[How to complete this task]: When you reach the records below, repeat each one exactly as written.

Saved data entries
>>>>>
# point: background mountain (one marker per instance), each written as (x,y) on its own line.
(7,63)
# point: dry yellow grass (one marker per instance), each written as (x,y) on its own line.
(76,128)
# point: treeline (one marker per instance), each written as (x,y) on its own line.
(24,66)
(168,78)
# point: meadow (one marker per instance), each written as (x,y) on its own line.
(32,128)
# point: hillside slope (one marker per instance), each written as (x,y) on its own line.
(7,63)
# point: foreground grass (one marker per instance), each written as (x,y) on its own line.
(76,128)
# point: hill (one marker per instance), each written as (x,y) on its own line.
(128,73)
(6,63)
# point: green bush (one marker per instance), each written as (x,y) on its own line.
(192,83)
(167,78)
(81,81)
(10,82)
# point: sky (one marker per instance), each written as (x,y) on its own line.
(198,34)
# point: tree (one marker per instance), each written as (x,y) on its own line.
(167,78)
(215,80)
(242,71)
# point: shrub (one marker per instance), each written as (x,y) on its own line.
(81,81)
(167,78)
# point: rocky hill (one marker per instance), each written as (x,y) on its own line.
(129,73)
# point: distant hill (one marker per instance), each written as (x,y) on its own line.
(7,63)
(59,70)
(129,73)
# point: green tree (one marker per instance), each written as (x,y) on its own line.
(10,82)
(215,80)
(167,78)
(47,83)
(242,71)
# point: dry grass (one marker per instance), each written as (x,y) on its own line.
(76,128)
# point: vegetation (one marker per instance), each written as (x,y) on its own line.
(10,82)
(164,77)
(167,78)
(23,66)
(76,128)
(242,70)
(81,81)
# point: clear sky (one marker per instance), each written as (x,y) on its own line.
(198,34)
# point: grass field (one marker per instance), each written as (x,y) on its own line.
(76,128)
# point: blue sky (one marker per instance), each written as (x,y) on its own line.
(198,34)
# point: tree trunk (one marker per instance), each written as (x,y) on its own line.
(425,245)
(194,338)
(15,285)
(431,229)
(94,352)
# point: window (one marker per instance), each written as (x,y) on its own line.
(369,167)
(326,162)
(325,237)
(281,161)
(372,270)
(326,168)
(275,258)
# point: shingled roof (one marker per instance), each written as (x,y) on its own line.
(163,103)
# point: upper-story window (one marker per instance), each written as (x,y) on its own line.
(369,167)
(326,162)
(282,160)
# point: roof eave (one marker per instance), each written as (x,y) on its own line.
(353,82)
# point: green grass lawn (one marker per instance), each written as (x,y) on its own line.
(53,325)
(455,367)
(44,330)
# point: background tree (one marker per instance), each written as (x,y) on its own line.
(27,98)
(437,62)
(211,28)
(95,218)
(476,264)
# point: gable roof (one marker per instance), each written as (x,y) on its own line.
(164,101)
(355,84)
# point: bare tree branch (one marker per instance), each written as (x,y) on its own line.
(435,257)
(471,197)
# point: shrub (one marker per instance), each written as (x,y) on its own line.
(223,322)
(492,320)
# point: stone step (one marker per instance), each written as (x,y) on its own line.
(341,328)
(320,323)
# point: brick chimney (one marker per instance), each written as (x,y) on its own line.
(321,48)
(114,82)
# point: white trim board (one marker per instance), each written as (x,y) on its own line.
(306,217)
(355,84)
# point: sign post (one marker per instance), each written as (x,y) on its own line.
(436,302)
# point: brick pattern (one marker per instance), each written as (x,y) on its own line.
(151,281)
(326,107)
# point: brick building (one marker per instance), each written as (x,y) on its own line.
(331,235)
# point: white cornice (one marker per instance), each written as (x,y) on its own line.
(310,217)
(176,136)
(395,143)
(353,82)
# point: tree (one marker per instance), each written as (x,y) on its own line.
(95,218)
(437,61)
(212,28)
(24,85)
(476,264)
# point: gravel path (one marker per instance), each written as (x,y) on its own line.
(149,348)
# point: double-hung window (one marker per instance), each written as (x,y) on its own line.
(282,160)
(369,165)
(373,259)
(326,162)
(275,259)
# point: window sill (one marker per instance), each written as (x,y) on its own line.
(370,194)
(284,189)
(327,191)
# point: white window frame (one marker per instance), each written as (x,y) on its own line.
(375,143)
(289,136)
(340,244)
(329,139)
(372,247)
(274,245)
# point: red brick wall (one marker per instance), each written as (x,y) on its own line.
<<<<<
[Answer to the exercise]:
# point: background mountain (one marker per instance), each written as (x,y) on its own line.
(7,63)
# point: dry yellow grass (one marker per instance), each written as (x,y) on its own line.
(76,128)
# point: treeline (one marker per instance), each written as (x,y) on its own line.
(24,66)
(168,78)
# point: meadow (one marker per instance), each written as (x,y) on its own line.
(32,128)
# point: hillside slope (one marker per instance), each written as (x,y) on its own line.
(7,63)
# point: foreground grass (one marker per instance), each written as (x,y) on its own line.
(76,128)
# point: hill (one marker per instance), each written as (x,y) on its own line.
(128,73)
(6,63)
# point: green bush (one marker per instance), each written as (x,y) on its own line.
(192,83)
(167,78)
(81,81)
(10,82)
# point: sky (one marker per instance), each written as (x,y) on its own line.
(198,34)
# point: tree (one marker per instance), each written as (x,y) on its own line.
(167,78)
(215,80)
(242,71)
# point: shrub (one marker per instance), each written as (x,y) on its own line.
(81,81)
(167,78)
# point: rocky hill (one marker per instance), each written as (x,y) on its own line.
(129,73)
# point: distant hill (one marker per instance), each written as (x,y) on its own line.
(7,63)
(59,70)
(129,73)
# point: green tree (one marker per instance), each written as (x,y) on its own line.
(10,82)
(215,80)
(167,78)
(47,83)
(242,71)
# point: dry grass (one marker per instance), each written as (x,y) on its own line.
(76,128)
# point: vegetation (one marker per instance), each written as (x,y) on its own line.
(10,82)
(164,77)
(167,78)
(23,66)
(76,128)
(242,70)
(81,81)
# point: clear sky (one marker per instance), each written as (x,y) on its own line.
(198,34)
# point: grass field (one marker per instance), each written as (x,y) on its own line.
(76,128)
# point: blue sky (one marker per instance), each written as (x,y) on its own line.
(198,34)
# point: tree trunk (one marker per instance), each written as (x,y) on its own line.
(425,245)
(194,338)
(15,285)
(431,229)
(94,352)
# point: window (one marker per instance), each written as (x,y) on its own line.
(369,167)
(326,162)
(325,237)
(281,161)
(372,270)
(326,168)
(275,258)
# point: shingled roof (one marker per instance), each written as (x,y) on its own line.
(163,103)
# point: upper-story window (one marker per instance), each written as (x,y) on its own line.
(369,167)
(326,162)
(282,160)
# point: roof eave (one marker per instance), each written as (x,y) on its own line.
(353,82)
# point: green grass lawn (one marker per instance), each written as (x,y) on its own line.
(53,325)
(455,367)
(44,330)
# point: background tree (one marker per instance), each written as (x,y) on its own line.
(27,98)
(437,62)
(211,28)
(95,218)
(476,264)
# point: gable roof (one marker per instance), each written as (x,y) on its own line.
(164,101)
(355,84)
# point: bare tree branch (one marker per instance), each written as (x,y) on its own line.
(435,257)
(471,197)
# point: shrub (one marker per instance), each written as (x,y) on its own line.
(223,322)
(492,320)
# point: stone step (one marker per instance), each written as (x,y) on its own line.
(341,328)
(320,323)
# point: brick chimney (one marker per instance), each written as (x,y) on its own line.
(321,48)
(114,82)
# point: white trim board (one marker per instance), each written as (x,y) on its own line.
(306,217)
(355,84)
# point: sign post (one marker per instance), each written as (x,y) on its own line.
(436,302)
# point: brick pattern (one marker per instance), each written as (x,y) on its own line.
(151,281)
(326,107)
# point: brick building (one marker per instance), each written as (x,y) on its own line.
(331,235)
# point: white cornice (one marker per instance), each written as (x,y) on its own line.
(310,217)
(176,136)
(395,143)
(353,82)
# point: tree (one marker per instance), each written as (x,y) on its own line.
(95,218)
(437,61)
(212,28)
(24,85)
(476,264)
# point: gravel path (one marker per instance), each written as (x,y) on its own line.
(149,348)
# point: double-hung window (one marker per instance), each written as (x,y) on its own line.
(282,160)
(369,165)
(373,259)
(326,162)
(275,259)
# point: window sill (one marker per instance), each written as (x,y) on its own line.
(370,194)
(284,189)
(327,191)
# point: white window frame (one marker per instance), each written as (x,y) on its own line.
(375,143)
(289,136)
(340,244)
(329,139)
(372,247)
(274,245)
# point: red brick wall (one marker per instance), each written as (x,y) on its own line.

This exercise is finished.